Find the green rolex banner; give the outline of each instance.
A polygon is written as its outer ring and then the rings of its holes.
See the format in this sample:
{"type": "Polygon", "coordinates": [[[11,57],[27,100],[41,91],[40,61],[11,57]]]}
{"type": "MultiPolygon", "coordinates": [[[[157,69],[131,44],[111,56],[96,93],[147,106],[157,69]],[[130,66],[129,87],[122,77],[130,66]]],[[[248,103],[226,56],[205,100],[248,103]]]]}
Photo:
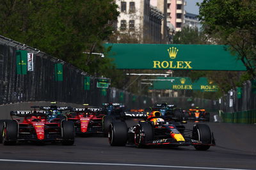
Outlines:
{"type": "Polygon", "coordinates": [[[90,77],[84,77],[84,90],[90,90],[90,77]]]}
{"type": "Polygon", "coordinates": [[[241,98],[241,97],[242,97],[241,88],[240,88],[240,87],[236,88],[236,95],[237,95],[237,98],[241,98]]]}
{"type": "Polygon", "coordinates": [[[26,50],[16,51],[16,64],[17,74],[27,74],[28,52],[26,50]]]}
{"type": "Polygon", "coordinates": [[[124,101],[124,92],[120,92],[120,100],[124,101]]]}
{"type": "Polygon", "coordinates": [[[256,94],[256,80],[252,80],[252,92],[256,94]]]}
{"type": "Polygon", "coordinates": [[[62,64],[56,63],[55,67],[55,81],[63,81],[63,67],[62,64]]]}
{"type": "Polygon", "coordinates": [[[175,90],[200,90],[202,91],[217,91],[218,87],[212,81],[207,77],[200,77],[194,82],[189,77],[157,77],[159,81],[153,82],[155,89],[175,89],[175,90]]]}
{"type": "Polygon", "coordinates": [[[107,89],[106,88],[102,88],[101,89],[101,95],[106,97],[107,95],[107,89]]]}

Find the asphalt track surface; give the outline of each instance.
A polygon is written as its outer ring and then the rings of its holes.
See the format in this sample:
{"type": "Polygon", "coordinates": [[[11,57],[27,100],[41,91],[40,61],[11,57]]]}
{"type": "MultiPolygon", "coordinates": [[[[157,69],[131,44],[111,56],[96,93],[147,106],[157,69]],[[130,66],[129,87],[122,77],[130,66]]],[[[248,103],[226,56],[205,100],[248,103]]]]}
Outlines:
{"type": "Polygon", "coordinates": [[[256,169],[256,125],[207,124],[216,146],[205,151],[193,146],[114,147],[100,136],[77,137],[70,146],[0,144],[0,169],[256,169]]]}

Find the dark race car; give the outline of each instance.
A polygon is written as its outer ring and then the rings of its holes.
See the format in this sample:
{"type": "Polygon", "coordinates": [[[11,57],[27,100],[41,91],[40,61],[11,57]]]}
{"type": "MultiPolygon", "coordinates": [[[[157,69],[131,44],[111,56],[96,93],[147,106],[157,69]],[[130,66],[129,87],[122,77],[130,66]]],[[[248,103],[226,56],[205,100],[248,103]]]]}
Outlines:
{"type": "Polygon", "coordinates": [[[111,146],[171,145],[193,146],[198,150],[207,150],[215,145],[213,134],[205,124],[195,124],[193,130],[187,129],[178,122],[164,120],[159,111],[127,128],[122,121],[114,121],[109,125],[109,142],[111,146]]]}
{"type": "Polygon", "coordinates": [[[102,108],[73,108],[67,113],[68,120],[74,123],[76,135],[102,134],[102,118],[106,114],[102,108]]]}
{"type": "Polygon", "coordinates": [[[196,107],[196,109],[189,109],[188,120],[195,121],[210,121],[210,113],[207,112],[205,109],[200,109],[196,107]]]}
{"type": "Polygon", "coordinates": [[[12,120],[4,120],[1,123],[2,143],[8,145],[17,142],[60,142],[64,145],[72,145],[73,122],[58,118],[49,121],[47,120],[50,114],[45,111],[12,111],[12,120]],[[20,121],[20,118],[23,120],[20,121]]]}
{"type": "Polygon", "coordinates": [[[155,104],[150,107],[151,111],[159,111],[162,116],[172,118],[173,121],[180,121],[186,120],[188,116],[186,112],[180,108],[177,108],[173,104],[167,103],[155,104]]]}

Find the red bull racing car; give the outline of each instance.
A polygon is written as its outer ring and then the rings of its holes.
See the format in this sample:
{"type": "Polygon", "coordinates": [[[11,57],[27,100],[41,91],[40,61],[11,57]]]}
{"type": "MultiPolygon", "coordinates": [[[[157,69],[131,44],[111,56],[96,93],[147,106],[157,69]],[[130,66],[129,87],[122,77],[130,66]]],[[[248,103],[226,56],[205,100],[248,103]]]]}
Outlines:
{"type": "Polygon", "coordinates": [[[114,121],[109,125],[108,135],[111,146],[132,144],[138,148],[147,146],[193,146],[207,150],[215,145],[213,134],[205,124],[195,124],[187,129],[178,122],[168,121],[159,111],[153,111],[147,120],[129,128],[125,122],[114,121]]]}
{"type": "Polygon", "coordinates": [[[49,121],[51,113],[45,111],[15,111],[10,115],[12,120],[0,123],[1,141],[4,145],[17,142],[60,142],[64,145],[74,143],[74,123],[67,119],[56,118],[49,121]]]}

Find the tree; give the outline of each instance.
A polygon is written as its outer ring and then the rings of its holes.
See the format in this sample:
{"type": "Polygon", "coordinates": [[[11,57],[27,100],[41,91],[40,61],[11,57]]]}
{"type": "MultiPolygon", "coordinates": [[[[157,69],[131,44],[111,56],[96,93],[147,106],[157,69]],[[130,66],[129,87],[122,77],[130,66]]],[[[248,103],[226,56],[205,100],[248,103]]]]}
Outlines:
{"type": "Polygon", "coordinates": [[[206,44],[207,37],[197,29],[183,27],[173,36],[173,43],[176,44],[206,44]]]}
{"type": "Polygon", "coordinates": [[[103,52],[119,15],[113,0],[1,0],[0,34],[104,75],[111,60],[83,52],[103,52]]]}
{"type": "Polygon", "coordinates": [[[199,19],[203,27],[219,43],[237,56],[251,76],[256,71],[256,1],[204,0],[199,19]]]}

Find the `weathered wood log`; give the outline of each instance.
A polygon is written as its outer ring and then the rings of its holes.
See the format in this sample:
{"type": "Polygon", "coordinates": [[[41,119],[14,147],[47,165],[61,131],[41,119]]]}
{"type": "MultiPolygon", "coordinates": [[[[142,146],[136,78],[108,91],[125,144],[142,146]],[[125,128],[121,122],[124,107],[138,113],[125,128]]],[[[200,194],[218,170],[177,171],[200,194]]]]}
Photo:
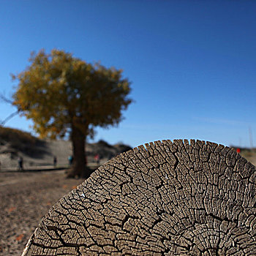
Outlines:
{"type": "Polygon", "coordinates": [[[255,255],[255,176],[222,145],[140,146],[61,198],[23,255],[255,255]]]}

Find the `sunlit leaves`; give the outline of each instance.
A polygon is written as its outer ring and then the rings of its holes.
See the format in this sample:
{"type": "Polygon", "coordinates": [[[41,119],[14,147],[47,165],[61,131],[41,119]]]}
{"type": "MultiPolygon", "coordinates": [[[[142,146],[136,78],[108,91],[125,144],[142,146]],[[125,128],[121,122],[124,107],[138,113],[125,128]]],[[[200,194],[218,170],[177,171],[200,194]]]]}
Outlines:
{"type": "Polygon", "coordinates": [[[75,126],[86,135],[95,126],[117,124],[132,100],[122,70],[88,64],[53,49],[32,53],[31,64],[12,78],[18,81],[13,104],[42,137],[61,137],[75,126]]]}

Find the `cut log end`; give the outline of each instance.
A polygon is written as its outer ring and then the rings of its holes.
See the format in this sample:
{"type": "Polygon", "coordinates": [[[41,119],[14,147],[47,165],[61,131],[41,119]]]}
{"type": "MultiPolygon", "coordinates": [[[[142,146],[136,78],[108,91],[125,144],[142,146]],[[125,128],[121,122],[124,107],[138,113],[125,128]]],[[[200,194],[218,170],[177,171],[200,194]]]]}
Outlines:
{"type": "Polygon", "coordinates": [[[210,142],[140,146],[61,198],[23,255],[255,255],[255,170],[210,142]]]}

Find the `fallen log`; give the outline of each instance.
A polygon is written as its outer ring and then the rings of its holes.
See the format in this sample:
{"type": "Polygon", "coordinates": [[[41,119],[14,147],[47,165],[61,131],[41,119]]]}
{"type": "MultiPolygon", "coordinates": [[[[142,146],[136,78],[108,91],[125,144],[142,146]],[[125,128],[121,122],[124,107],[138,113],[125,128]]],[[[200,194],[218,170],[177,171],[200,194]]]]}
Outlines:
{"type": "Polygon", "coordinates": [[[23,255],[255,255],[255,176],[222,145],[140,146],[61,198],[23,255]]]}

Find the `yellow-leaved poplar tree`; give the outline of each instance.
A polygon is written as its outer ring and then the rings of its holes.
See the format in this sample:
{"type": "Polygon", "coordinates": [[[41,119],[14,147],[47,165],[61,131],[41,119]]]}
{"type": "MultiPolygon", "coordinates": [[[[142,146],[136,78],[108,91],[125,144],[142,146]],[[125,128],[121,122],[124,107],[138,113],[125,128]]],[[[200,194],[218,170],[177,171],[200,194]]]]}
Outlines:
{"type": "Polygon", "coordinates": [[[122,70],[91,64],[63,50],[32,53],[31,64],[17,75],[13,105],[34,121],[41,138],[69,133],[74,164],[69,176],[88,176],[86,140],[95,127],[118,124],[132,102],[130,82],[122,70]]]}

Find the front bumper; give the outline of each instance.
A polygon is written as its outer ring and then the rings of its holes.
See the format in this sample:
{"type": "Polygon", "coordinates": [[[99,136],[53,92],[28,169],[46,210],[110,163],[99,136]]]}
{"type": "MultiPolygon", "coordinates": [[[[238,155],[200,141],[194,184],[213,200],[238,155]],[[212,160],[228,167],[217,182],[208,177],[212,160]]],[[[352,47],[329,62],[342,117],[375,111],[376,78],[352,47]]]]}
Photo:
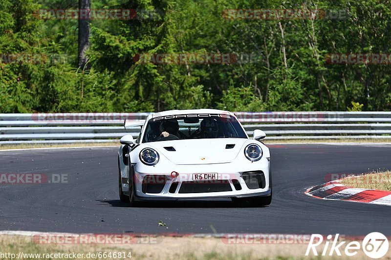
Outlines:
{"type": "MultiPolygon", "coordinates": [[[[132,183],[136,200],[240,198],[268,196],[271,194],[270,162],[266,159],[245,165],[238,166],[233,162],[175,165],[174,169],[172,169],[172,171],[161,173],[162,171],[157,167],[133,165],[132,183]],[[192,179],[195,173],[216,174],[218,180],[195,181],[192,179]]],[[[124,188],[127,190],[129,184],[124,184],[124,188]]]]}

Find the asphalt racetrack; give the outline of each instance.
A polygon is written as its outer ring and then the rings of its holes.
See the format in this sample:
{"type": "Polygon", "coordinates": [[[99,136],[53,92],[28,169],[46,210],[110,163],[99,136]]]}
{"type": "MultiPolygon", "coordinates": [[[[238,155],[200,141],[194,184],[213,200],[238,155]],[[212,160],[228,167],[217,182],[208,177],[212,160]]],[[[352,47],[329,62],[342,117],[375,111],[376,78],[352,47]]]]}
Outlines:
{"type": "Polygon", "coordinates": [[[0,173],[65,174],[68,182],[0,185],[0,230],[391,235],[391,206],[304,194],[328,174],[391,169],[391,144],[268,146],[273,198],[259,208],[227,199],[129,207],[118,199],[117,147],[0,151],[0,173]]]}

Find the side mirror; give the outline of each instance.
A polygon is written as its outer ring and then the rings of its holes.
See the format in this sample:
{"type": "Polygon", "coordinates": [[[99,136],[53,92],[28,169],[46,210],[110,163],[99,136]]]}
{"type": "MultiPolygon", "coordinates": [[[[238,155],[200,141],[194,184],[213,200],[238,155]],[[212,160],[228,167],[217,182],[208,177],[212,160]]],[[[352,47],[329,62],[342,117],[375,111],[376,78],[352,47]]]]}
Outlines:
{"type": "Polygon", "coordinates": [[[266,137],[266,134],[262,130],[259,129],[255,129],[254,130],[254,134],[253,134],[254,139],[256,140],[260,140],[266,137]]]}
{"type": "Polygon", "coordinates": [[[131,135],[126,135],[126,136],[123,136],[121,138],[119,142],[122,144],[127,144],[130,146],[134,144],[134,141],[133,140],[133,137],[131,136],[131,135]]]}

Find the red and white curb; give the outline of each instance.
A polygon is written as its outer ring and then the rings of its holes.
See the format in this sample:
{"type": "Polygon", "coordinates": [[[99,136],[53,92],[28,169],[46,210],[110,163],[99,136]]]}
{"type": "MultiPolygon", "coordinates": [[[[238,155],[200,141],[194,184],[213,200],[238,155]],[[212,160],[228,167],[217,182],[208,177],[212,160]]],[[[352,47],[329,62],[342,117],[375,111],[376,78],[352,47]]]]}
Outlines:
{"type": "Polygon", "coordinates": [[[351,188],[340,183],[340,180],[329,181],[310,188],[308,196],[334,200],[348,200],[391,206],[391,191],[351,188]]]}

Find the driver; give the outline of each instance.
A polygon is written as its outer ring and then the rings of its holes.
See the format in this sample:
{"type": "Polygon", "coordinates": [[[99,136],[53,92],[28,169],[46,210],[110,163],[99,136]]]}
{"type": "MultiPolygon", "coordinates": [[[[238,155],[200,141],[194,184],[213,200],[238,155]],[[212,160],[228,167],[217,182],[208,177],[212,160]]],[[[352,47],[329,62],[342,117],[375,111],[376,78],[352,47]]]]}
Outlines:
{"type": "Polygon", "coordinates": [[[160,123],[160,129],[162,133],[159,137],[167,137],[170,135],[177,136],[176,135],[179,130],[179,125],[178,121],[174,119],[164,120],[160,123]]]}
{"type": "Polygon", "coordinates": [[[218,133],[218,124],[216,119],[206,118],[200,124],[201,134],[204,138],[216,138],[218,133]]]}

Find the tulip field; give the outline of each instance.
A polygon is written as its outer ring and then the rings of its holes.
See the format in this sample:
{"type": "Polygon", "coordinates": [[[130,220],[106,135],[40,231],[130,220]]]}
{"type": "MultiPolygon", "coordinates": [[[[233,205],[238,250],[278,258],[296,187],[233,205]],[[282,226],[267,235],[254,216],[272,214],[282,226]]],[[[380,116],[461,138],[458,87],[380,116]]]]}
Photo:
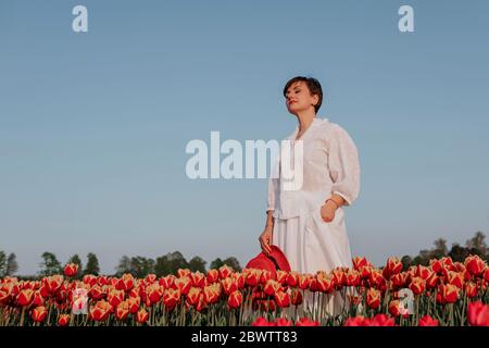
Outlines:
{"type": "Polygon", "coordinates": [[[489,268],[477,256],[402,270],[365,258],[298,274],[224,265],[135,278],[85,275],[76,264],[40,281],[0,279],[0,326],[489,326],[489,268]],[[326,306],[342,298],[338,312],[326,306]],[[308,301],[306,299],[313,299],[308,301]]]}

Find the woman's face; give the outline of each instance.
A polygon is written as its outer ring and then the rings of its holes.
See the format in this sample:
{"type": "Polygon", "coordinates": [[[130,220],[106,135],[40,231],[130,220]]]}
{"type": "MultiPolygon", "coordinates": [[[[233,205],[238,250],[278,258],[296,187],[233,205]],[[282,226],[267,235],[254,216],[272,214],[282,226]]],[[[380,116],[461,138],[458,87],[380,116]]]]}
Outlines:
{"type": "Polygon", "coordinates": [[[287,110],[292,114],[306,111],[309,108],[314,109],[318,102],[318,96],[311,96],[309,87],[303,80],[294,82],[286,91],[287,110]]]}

* **Exercise objective**
Repeat exactly, and only, the lines of the records above, starting with the line that contains "Find the woman's" and ending with the final line, both included.

* **Task answer**
Find the woman's face; give the outline of each instance.
A polygon is written as its outer ring and then the rings of its holes.
See the format in this sample:
{"type": "Polygon", "coordinates": [[[130,220],[106,135],[40,231],[130,220]]]}
{"type": "MultiPolygon", "coordinates": [[[[233,205],[238,250],[278,258],[296,187],[233,205]],[[282,226],[267,235],[254,216],[272,214],[282,226]]],[[[380,116],[461,138],[458,87],[380,116]]]]}
Outlines:
{"type": "Polygon", "coordinates": [[[287,110],[292,114],[306,111],[309,108],[314,109],[318,102],[318,96],[311,96],[309,87],[303,80],[294,82],[286,91],[287,110]]]}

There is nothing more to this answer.